▸ **What to produce**
Continue the forum thread about bulkhead fishing, picking up right after its final line.

▸ **Quoted text**
** Start **

# Bulkhead Fishing



## Bankin' On It (Feb 14, 2013)

I hear a lot about hitting the bulkheads early in the morning. This is more of a question of tactics. How long do you grind it out before relocating if you aren't getting bites? Personally, I will move up and down the bulkhead after a couple of hours. How long is too long for you?


----------



## mudmasher (Oct 23, 2009)

Okay , I need help. what is a "Bulkhead", is this an East Texas structure ? Do pine trees need to be present ? Im located near Victoria , we got mesquite and oaktrees . I'm assuming this is bank fishing in a public area.


----------



## Bankin' On It (Feb 14, 2013)

A bulkhead is a wooden or concrete wall that prevents the water from eroding the bank away. You find them everywhere. Look around any marina. Now you will never miss them. Heh.


----------



## Bankin' On It (Feb 14, 2013)

So I spent 4 hours on a bulkhead yesterday. Too long? Yep. How about bulkhead conditions...if it's choppy, are the bulkheads too rough for fish to hang out at?


----------



## Bankin' On It (Feb 14, 2013)

BTW...I found the deep water at the LLP bulkhead....covered with trees! Ugh. Couldn't reel anything in off that stuff. Tried fishing under a bobber but couldn't cast it out quite far enough for the deep stuff. Would it be crazy to use a saltwater popping cork so I can cast farther? Maybe set up a 6 or 7 foot leader to get the bait away from the cork? I think the answer is use a lighter line and a slip bobber instead. But how about it...a saltwater popping cork?


----------



## NitroNX898 (Apr 7, 2009)

Usually, bulkhead fishing is better when the wind/current is pushing the shad up against it. When this happens the fish will be there too. Most all the water I fish is in the 3-4 foot


----------



## uncle dave (Jul 27, 2008)

I use a trolling motor and ease up and down the bulkheads, very seldom anchor.


----------



## shadslinger (Aug 21, 2005)

If you are stuck on the bank at say the state park, where you can roam, then locate a group of the snowy egrets, (big white birds) all gathered up in a small spot and looking/fishing intently straight down.
Walk up and drop a shad hooked once through the middle that you caught fresh in a cast net 2' to 3' under a cork, (maybe deeper in places) right at the edge of the bulkhead, 8" to 18" away from the steel. Use a 3/0 sea circle hook and a little split shot about 5" above the hook,...... no 5.378". lol! 

If you catch some there stay there, if not move to the next group of birds.
Go get em, BOI!


----------



## Bankin' On It (Feb 14, 2013)

** End **

▸ **Given material**
** Start **

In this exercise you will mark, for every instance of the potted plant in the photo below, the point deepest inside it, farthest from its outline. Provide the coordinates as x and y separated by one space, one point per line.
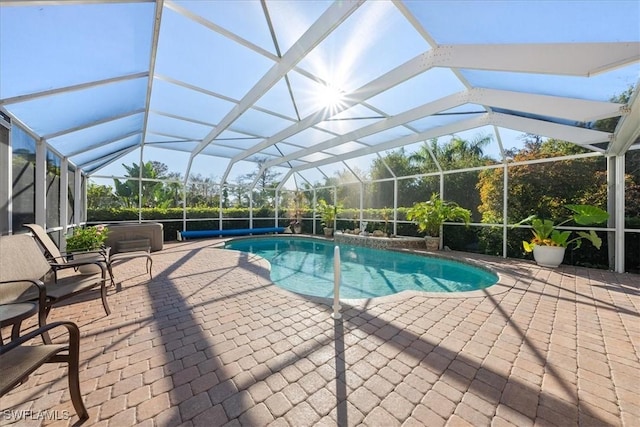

** End **

▸ **Result of the exercise**
Thank everyone. I need to get this notion out of my head that I must fish the bottom for catfish and deeper is better. I also need to pick up a cast net. 5.378" above the cork put a 3/0 sea circle hook. Got it. heh.

Man 18" off the bulkhead? When y'all say fish the bulkhead, y'all MEAN it. I don't think I dropped my line 1 time that close in the 4 hours I was there. I think the closest I dropped was about 10 yards out. Derr. HAHA. Gives me hope SS!

That's the other thing. I didn't see any birds except some ducks. I tried working the ducks but got the feeling after a while they were working me. I came to this realization when they left me and sat in front of the next fisherman out there. I felt so used. Freeloadin' birds. The lot of 'em! lol


----------



## Bankin' On It (Feb 14, 2013)

NitroNX898 said:


> Usually, bulkhead fishing is better when the wind/current is pushing the shad up against it. When this happens the fish will be there too. Most all the water I fish is in the 3-4 foot


So don't really worry about the chop that is created on the surface by the wind?


----------



## Ronborsk (Jan 28, 2006)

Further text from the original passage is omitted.